Repeat all of the material below exactly as written, images excluded.

=== Records shown ===

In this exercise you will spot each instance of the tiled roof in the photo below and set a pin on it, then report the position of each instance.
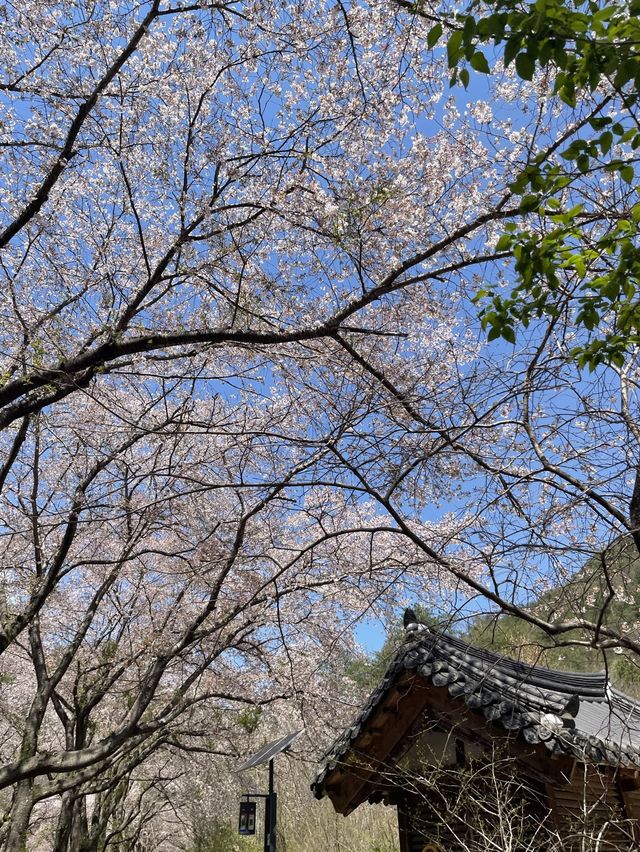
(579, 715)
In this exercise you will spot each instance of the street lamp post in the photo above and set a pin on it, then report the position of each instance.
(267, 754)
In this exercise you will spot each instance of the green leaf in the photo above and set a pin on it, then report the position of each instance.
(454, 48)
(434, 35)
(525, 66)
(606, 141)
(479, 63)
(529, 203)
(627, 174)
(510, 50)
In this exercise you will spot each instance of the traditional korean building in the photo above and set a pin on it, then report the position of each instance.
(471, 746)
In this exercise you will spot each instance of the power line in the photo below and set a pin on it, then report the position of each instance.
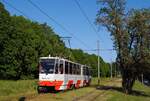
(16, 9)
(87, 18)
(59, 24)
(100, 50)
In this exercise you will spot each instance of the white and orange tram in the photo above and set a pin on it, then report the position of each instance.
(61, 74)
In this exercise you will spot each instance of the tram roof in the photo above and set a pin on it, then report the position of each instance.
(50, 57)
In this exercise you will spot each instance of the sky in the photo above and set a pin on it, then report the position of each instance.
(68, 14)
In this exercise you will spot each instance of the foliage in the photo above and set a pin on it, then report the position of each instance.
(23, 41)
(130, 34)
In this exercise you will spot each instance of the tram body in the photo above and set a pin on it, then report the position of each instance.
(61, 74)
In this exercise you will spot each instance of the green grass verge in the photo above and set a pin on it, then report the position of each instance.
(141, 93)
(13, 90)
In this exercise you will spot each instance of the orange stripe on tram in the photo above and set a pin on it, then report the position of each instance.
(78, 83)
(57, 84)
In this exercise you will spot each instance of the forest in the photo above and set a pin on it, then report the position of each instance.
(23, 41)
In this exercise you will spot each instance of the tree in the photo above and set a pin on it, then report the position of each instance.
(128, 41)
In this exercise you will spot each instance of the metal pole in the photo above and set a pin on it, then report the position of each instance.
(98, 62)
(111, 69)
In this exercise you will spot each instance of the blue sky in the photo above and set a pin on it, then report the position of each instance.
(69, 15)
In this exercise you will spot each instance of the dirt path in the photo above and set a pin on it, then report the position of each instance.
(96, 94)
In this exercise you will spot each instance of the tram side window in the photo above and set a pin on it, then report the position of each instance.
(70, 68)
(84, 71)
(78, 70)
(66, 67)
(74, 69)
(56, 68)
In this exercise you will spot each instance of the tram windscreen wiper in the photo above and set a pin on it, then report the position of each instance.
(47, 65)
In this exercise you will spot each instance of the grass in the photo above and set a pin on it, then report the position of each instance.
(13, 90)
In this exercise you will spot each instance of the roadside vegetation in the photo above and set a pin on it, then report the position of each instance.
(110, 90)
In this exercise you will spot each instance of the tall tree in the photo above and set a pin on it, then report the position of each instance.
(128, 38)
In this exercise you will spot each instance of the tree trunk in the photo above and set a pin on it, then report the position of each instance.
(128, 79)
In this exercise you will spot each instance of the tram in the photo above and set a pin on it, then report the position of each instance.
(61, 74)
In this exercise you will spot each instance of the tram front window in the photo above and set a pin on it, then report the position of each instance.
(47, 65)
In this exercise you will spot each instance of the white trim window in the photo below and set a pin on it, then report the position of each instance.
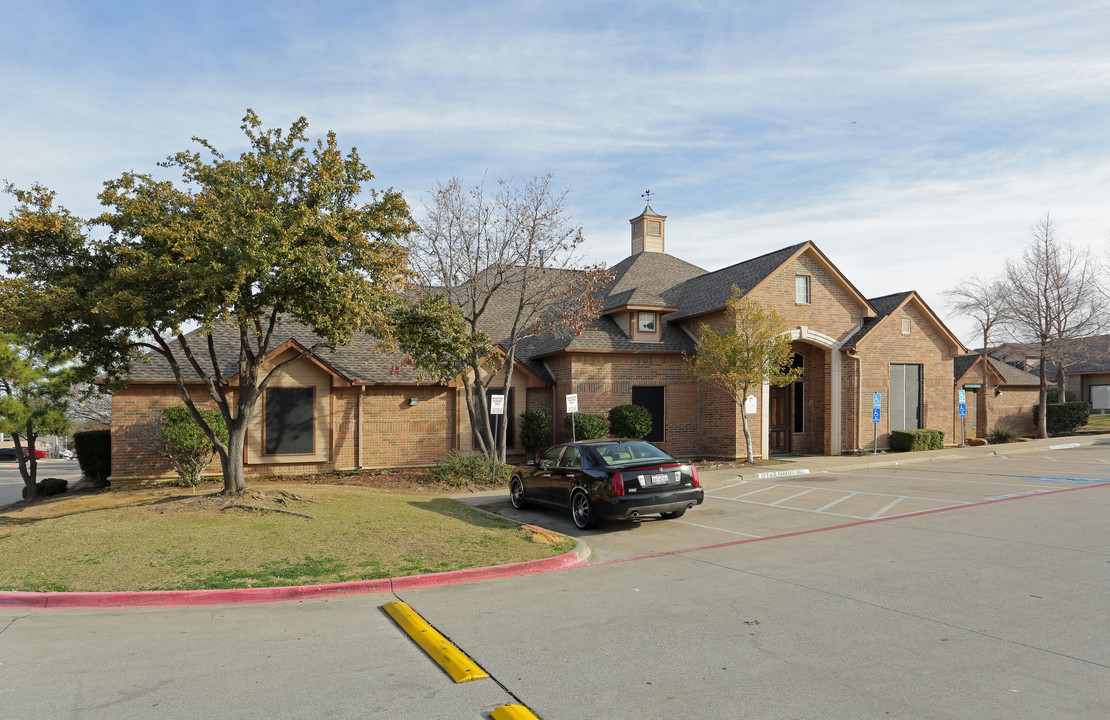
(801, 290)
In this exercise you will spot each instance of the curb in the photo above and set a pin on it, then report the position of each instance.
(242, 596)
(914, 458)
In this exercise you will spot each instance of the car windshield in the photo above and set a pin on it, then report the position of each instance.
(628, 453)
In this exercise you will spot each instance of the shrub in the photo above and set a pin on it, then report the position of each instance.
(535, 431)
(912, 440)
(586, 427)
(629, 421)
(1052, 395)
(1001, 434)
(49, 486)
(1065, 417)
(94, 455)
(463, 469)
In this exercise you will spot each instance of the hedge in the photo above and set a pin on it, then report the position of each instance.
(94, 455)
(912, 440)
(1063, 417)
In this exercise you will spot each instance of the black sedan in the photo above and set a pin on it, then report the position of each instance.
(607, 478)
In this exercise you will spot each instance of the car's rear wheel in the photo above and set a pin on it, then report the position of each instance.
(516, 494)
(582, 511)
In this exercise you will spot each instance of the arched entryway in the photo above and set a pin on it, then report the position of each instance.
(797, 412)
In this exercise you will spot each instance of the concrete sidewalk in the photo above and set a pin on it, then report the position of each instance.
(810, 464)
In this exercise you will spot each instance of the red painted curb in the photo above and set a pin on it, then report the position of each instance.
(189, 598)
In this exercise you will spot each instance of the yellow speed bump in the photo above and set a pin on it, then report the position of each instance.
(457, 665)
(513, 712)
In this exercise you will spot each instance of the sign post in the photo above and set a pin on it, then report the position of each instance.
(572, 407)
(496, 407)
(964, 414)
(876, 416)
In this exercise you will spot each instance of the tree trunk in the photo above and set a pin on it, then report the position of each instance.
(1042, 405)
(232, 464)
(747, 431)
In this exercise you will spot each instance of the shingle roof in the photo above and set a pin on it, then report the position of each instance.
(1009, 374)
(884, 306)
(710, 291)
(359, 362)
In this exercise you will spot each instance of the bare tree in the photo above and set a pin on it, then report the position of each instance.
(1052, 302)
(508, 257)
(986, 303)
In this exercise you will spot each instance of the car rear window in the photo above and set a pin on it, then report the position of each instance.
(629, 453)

===

Result of this task
In this exercise you will spot each instance of the tiled roof in the photo below and set a pin on it, then report the position of each instance.
(579, 715)
In this exercise you will spot each instance of the street lamp post in the photo above and set a pin on it, then report the position of each instance.
(267, 754)
In this exercise you will spot each instance of the green leaf in the photo above and set a pin on it, then report the position of each instance.
(454, 48)
(434, 35)
(525, 66)
(606, 141)
(479, 63)
(529, 203)
(627, 174)
(510, 50)
In this exercise you will spot each instance of the traditional korean building in the photo above and set a pin on it, then report the position of each instance.
(471, 746)
In this exercise you will spot each instance of the power line in the photo below and set a pin on it, then report the position of each instance.
(16, 9)
(87, 18)
(59, 24)
(100, 50)
In this exercise you will spot each instance of the white and orange tram in the photo above and set a pin on it, then report the position of each instance.
(61, 74)
In this exercise you will spot each instance of the tram roof in the photo above and set a pin on it, then report the position of each instance.
(50, 57)
In this exercise you will spot each instance of the sky in the photo above and set a pin on it, then report the position of each instance.
(68, 14)
In this exercise you will spot each instance of the foliage in the photo above and set a pin on it, then report the position of each instance.
(23, 41)
(130, 34)
In this exercise you will spot each instance of the tram body in the photo above and set a pin on it, then report the position of each instance.
(61, 74)
In this exercise you will spot each instance of the green grass verge in the photo above and set a pin on it, then report the position of each instance.
(141, 93)
(13, 90)
In this exercise you will spot each instance of the orange stripe on tram in the photo above and set a pin on it, then report the position of each instance.
(78, 83)
(57, 84)
In this exercise you will spot each instance of the forest in the photo above and set a pin on it, then report the position of each instance.
(23, 41)
In this exercise you will spot each instance of the tree in the photo above and set a pin on it, then report the position of each instance.
(128, 41)
In this exercise you will spot each instance of the metal pole in the photo above and set a pin on it, then report the position of each instance.
(98, 62)
(111, 69)
In this exercise you will spot each instance of the blue sky in the photo above and set a pin on it, then report the position of each instance.
(69, 15)
In this exercise you will spot each instance of the dirt path in the photo above and set a pin on it, then report the position of each instance.
(96, 94)
In this exercise you will spot each instance of the tram side window in the photo above and set a pin on it, then report the position of each instance.
(70, 68)
(84, 71)
(78, 70)
(66, 67)
(74, 69)
(56, 68)
In this exercise you will spot each instance of the tram windscreen wiper in the photo above and set a pin on it, then report the position of each instance.
(47, 65)
In this exercise you will spot each instance of the grass in the photo above and set a pin on it, then report the position of each instance.
(13, 90)
In this exercise you will spot each instance of the roadside vegetation in the photo above and set a pin on it, then report the position of each instance.
(110, 90)
In this exercise you will spot each instance of the tall tree in the photo above and set a pin on it, then report the position of each instance.
(128, 38)
In this exercise you will spot each instance of the tree trunk in the photo above and set a pin on it, then report the position of each instance.
(128, 79)
In this exercise you will spot each instance of the tram in the photo above and set a pin on it, then report the position of each instance.
(61, 74)
In this exercise you will spot each instance of the tram front window in the photo above and set a pin on it, then report the position of each instance.
(47, 65)
In this exercise you will spot each instance of the white trim window in the photo below and set a pin on it, then report the position of each instance.
(801, 290)
In this exercise you will spot each instance of the curb in the photo above and set a pin on it, then report the position of each instance.
(242, 596)
(914, 458)
In this exercise you will spot each instance of the car windshield in the photo above and set a pin on it, then report the position of each instance.
(628, 453)
In this exercise you will spot each instance of the shrub in the photo above and set a pin on it, then report the position of each instance.
(535, 431)
(912, 440)
(586, 427)
(629, 421)
(1052, 395)
(1001, 434)
(49, 486)
(1065, 417)
(94, 455)
(463, 469)
In this exercise you will spot each instance of the hedge in the photo above and set a pin on it, then report the position of each instance.
(94, 455)
(912, 440)
(1063, 417)
In this exercise you will spot each instance of the black sedan in the photo above and set a pin on it, then report the position of each instance.
(607, 478)
In this exercise you will spot each instance of the car's rear wheel in the photo above and set a pin on it, then report the position of each instance.
(516, 494)
(582, 511)
In this exercise you will spot each instance of the arched entryway in the photo above and set a pin on it, then report the position of each instance.
(797, 412)
In this exercise you will spot each instance of the concrete sidewalk in the photo above and set a pin on it, then report the position of each instance.
(810, 464)
In this exercise you will spot each instance of the red painted curb in the photo above and set a pin on it, then report the position of each instance.
(189, 598)
In this exercise you will spot each instance of the yellow speed bump in the photo above and set a pin on it, then report the position of each instance.
(457, 665)
(513, 712)
In this exercise you will spot each instance of the sign post in the photo above and set a pin on it, then report the position of each instance.
(572, 407)
(496, 407)
(964, 414)
(876, 416)
In this exercise you will spot each instance of the tree trunk in the photo above and set a pin on it, then report the position of each instance.
(1042, 405)
(232, 464)
(747, 431)
In this exercise you will spot each instance of the shingle roof in the photo above and set a pin on it, then report the position of each instance.
(1009, 374)
(884, 306)
(710, 291)
(359, 362)
In this exercise you will spot each instance of the bare tree in the photo above and set a pin on it, then report the position of each instance.
(1052, 302)
(508, 257)
(986, 303)
In this exercise you will spot each instance of the car rear window in the photo above and set a pin on it, then report the position of each instance.
(629, 453)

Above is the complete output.